Text section |
November 22, 2024
Column

Game wardens’ killer was folk hero of sorts

“Calvin Graves Will Soon Be Liberated” proclaimed the headline in large, bold type on Page One of the Bangor Daily News on Dec. 17, 1904.

Underneath was a photograph of a neatly dressed man with a bow tie, starched collar and suit jacket. The blazing eyes, the air of regal haughtiness, the expression of repressed rage, however, let the reader know Calvin Penney Graves was no ordinary killer.

Eighteen years before, Graves had gunned down two game wardens deep in the woods in remote Down East Maine in what some rural people regarded as a blaze of righteous glory. Graves had become a folk hero of sorts. After all, he had been protecting his dog.

While the extreme nature of the crime was condemned, the man himself was spoken of in awed tones around campfires late at night at hunting camps deep in the woods. His story was repeated around kitchen wood stoves. Graves had taken on the establishment – the rich sport hunters, the railroad men and the hotel owners who catered to them and their minions, the lawmen who tried to enforce the new game laws.

After a decade of petitions, Gov. John Hill, in one of his last acts in office, had commuted Graves’ sentence. He would be a free man on March 6, 1906.

In the latter half of the 19th century, as part of a national conservation movement, Maine began to pass hunting laws that curtailed the activities of rural folk used to taking game when and where they chose. One of the laws banned “dogging,” the time-honored practice of using a dog to drive a deer or a moose into a nearby body of water where the hunter could shoot it with ease.

Even though dogging was considered a respectable and efficient hunting method in many circles, “doggers were portrayed as the blackest brigands in the Maine woods, and the state came down hard on them,” according to Edward D. Ives in his book “George Magoon and the Down East Game War,” which includes a thorough account of Graves’ career.

Calvin Graves was born in Amherst out on the Airline around 1844. As a young boy, he moved with his family to Hancock, but he maintained close ties to his relatives back in Washington County.

That’s where he was headed in November 1886 to go hunting with his friend Jim McFarland. Accompanying them was a neighbor’s dog, Smoker, that Graves said was along to scare up partridge.

To do |
1. Extract the passage of the Calvin Graves column word for word, from "November 22, 2024" up to and including "Dec. 17, 1904.".
2. Extend the Calvin Graves column, picking up after its final sentence.

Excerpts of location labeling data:

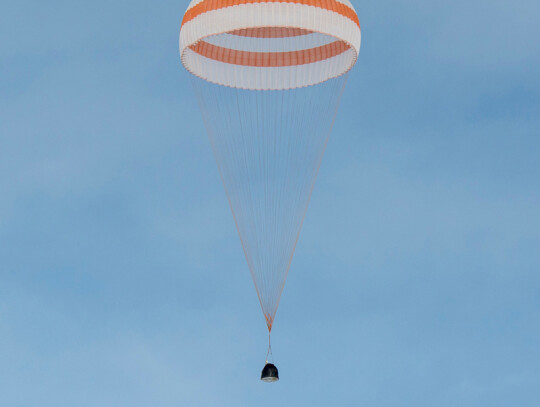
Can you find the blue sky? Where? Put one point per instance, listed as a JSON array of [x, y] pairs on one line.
[[416, 278]]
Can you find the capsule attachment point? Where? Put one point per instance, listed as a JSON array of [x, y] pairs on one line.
[[269, 373]]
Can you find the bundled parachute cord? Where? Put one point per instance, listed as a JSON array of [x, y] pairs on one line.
[[269, 352]]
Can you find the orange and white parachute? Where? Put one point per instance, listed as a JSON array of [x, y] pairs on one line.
[[269, 77]]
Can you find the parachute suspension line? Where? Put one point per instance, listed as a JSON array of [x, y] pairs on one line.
[[269, 145], [269, 352]]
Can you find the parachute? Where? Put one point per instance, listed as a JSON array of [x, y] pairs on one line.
[[269, 76]]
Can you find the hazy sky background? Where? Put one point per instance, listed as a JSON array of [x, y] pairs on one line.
[[416, 278]]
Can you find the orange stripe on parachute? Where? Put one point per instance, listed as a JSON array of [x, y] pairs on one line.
[[270, 32], [269, 59], [210, 5]]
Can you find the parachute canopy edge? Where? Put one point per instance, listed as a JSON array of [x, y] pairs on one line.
[[298, 43]]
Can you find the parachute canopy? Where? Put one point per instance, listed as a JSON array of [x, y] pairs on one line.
[[269, 76]]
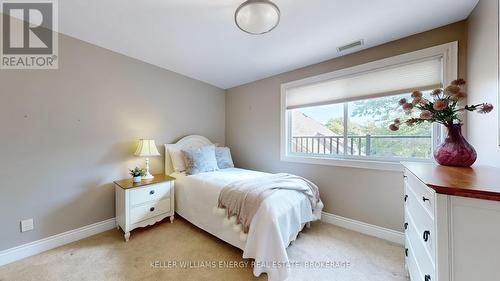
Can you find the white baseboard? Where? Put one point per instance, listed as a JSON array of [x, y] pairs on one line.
[[365, 228], [45, 244]]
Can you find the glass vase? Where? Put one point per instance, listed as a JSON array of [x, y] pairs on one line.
[[455, 150]]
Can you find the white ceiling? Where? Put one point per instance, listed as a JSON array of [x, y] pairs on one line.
[[198, 38]]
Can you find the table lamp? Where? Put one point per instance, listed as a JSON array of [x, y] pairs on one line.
[[147, 148]]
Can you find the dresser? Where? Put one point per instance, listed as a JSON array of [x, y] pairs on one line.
[[144, 203], [452, 222]]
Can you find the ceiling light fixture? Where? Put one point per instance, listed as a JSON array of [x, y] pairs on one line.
[[257, 16]]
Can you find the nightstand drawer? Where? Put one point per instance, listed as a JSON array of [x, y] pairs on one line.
[[150, 193], [149, 210]]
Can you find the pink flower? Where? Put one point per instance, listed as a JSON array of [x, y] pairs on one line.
[[410, 122], [407, 106], [458, 82], [440, 105], [452, 90], [426, 115], [416, 100], [393, 127], [460, 95], [416, 94], [424, 101], [485, 108], [436, 92]]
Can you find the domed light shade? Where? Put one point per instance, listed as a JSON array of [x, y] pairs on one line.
[[257, 16]]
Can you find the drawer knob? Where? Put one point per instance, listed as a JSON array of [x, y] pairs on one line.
[[426, 235]]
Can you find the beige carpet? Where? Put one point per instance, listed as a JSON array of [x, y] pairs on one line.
[[340, 254]]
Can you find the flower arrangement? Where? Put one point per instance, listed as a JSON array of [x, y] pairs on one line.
[[444, 108]]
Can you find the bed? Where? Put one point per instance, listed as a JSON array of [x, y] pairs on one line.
[[275, 225]]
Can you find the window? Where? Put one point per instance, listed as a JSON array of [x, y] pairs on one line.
[[345, 115]]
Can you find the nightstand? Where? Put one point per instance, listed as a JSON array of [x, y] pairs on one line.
[[144, 203]]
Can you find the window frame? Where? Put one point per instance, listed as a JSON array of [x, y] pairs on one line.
[[449, 54]]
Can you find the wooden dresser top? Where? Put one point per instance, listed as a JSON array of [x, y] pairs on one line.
[[481, 182], [129, 183]]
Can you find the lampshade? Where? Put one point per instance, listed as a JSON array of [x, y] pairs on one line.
[[147, 148], [257, 16]]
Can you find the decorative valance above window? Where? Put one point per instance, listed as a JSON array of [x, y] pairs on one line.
[[423, 75]]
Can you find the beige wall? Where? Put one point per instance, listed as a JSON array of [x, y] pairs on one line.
[[482, 72], [253, 133], [66, 134]]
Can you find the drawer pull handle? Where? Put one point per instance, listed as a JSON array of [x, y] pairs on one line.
[[426, 235]]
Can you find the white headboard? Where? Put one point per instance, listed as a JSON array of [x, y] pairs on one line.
[[192, 141]]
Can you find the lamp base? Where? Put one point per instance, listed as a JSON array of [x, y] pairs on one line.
[[148, 175]]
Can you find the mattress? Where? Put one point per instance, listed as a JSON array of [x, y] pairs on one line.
[[277, 222]]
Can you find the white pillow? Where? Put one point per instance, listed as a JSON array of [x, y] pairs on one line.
[[176, 157]]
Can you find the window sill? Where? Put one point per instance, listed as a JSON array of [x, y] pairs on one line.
[[380, 165]]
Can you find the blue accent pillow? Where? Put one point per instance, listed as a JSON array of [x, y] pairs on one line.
[[223, 156], [200, 160]]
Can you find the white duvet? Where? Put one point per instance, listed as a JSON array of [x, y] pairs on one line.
[[276, 223]]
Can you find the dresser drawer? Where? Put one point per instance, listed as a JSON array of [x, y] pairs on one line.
[[149, 210], [425, 195], [418, 268], [411, 262], [150, 193], [416, 217], [415, 232], [424, 251]]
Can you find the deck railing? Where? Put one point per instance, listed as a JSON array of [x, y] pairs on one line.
[[355, 145]]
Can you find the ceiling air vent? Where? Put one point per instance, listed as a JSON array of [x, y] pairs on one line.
[[350, 45]]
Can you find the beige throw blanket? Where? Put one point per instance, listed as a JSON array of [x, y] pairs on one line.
[[242, 199]]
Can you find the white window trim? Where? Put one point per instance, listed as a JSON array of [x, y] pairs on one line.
[[449, 53]]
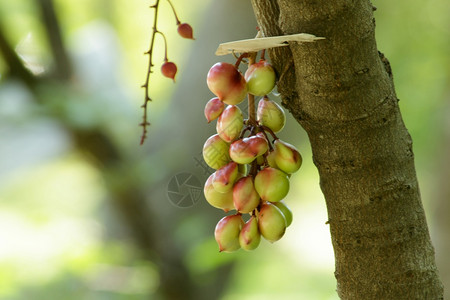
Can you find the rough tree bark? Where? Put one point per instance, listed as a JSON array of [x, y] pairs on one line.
[[341, 91]]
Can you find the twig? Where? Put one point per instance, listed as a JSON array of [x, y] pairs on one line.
[[145, 122]]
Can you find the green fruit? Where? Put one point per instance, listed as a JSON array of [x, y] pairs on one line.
[[245, 150], [271, 159], [245, 197], [249, 238], [271, 114], [213, 109], [260, 78], [218, 200], [287, 213], [271, 184], [287, 157], [242, 170], [271, 222], [225, 177], [216, 152], [227, 83], [227, 233], [230, 123]]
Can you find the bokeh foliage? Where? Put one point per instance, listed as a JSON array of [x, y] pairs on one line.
[[84, 211]]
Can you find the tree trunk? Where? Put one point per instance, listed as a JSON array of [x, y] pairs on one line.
[[341, 91]]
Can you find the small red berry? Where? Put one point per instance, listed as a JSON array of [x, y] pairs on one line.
[[185, 30], [169, 70]]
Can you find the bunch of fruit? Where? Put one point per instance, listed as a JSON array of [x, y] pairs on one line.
[[252, 164]]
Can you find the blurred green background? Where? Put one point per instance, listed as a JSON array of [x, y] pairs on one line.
[[84, 210]]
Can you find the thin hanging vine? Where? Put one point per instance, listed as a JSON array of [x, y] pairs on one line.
[[168, 68]]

Exercise results |
1.
November 22, 2024
Column

Game wardens’ killer was folk hero of sorts

“Calvin Graves Will Soon Be Liberated” proclaimed the headline in large, bold type on Page One of the Bangor Daily News on Dec. 17, 1904.

2.
Along the road they were warned that wardens would kill the dog, and Graves, who was known for his hot temper, replied on more than one occasion that he would shoot any man who shot his dog.

The hunters set up at an abandoned logging camp on Fletcher Brook in the Machias lakes region in Township 36. That’s where they ran into two game wardens, Lyman Hill, a one-armed Civil War veteran who lived in East Machias, and Charles Niles of Wesley.

Exactly what happened next remains a bit murky. The wardens made it clear the hunters had no right to have a dog in the woods and they were going to seize and presumably kill Smoker. One of them cocked his rifle and left it standing by the corner of the camp building.

There were more heated words in which Graves and McFarland argued they had a right to have a dog in the woods as long as it wasn’t hunting deer.

McFarland sat in a wagon with the dog between his knees. Hill ordered Niles to take the animal. As Niles moved toward the wagon, Graves shot him in the head with his double-barreled shotgun, and then quickly turned the gun on Hill, emptying the second barrel.

“God damn you,” said Graves to his companion. “No one cocks a gun on me, Jim, I told you so. No man gets the better of me.”

The wardens appeared to be unarmed, although each had a pistol under his shirt. McFarland told a man who appeared on the scene later that Hill had said, “Shoot the dog if you have to shoot the men first.”

McFarland hid in the woods for a few days and then gave himself up. He was tried as an accessory and found not guilty. Cheers went up in the courtroom.

After getting some money from relatives, Graves headed for the coast. He rowed a boat nights for three days out to an island in Penobscot Bay where he boarded a vessel to Portsmouth, N.H. He headed west by land, eventually settling in Anaheim, Calif., where he took a job as a hotel porter under the name of John T. Smith. After a relative in Amherst revealed where he was hiding, he was arrested in March by Maine law enforcement officers.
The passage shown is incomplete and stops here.